Copy out every line of the records below word for word, but omit the picture lines.

[Box annotations for photographs]
====================
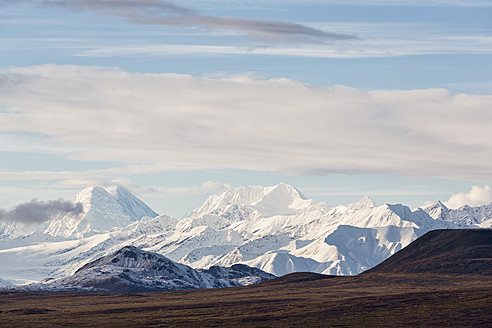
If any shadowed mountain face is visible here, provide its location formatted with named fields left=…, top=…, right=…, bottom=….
left=363, top=229, right=492, bottom=275
left=17, top=246, right=275, bottom=293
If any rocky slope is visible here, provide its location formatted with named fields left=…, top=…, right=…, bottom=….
left=365, top=229, right=492, bottom=275
left=15, top=246, right=274, bottom=293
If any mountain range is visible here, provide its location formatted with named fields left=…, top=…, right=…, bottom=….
left=0, top=183, right=492, bottom=284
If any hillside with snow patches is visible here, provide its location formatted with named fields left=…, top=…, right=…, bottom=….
left=12, top=246, right=275, bottom=293
left=0, top=184, right=492, bottom=284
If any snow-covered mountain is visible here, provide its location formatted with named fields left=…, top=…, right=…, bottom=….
left=0, top=185, right=157, bottom=240
left=15, top=246, right=275, bottom=293
left=424, top=201, right=492, bottom=228
left=0, top=184, right=492, bottom=283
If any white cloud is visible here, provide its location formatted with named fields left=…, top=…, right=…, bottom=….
left=0, top=65, right=492, bottom=181
left=444, top=186, right=492, bottom=209
left=186, top=181, right=232, bottom=196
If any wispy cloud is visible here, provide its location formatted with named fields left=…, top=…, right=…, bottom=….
left=3, top=0, right=357, bottom=43
left=0, top=199, right=84, bottom=224
left=0, top=65, right=492, bottom=180
left=444, top=186, right=492, bottom=209
left=186, top=181, right=232, bottom=196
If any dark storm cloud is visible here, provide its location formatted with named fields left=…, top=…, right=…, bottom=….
left=0, top=199, right=84, bottom=224
left=5, top=0, right=357, bottom=43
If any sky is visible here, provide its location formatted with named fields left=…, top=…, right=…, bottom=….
left=0, top=0, right=492, bottom=218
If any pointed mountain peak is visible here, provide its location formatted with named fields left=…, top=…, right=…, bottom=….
left=349, top=196, right=377, bottom=208
left=270, top=182, right=307, bottom=200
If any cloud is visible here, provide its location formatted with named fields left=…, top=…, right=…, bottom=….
====================
EXERCISE RESPONSE:
If any shadowed mountain face is visible here, provide its location formatted with named fields left=…, top=…, right=…, bottom=….
left=363, top=229, right=492, bottom=275
left=17, top=246, right=275, bottom=293
If any rocky slope is visible here, provide its location formatted with named fields left=…, top=…, right=…, bottom=….
left=365, top=229, right=492, bottom=275
left=15, top=246, right=274, bottom=293
If any mountain range is visible here, provide its location formatted with named fields left=…, top=…, right=…, bottom=….
left=0, top=183, right=492, bottom=284
If any hillside with snow patches is visible here, provide its location formatted with named fields left=…, top=…, right=…, bottom=….
left=12, top=246, right=275, bottom=293
left=0, top=184, right=492, bottom=284
If any snow-covered mountain is visible here, provide its location formatted with named fields left=…, top=…, right=…, bottom=….
left=0, top=185, right=157, bottom=240
left=15, top=246, right=275, bottom=293
left=424, top=201, right=492, bottom=228
left=0, top=184, right=492, bottom=283
If any white cloud is visible here, provide its location formatted with named fields left=…, top=…, right=…, bottom=….
left=0, top=65, right=492, bottom=181
left=444, top=186, right=492, bottom=209
left=186, top=181, right=232, bottom=196
If any wispy cloud is visible here, provide its location formatted with named fields left=…, top=…, right=…, bottom=….
left=3, top=0, right=357, bottom=43
left=0, top=199, right=84, bottom=224
left=0, top=65, right=492, bottom=180
left=444, top=186, right=492, bottom=209
left=186, top=181, right=232, bottom=196
If any dark storm cloud is visible here, provide its location formatted with named fields left=…, top=…, right=…, bottom=….
left=0, top=199, right=84, bottom=224
left=5, top=0, right=357, bottom=43
If any sky is visible here, provide its location formatted with named fields left=…, top=…, right=…, bottom=….
left=0, top=0, right=492, bottom=218
If any pointed mountain peak is visible here, provide its location formatted with named fields left=…, top=…, right=…, bottom=….
left=349, top=196, right=377, bottom=208
left=270, top=182, right=307, bottom=200
If any cloud is visible here, provide its location formatted with named fields left=…, top=…, right=…, bottom=….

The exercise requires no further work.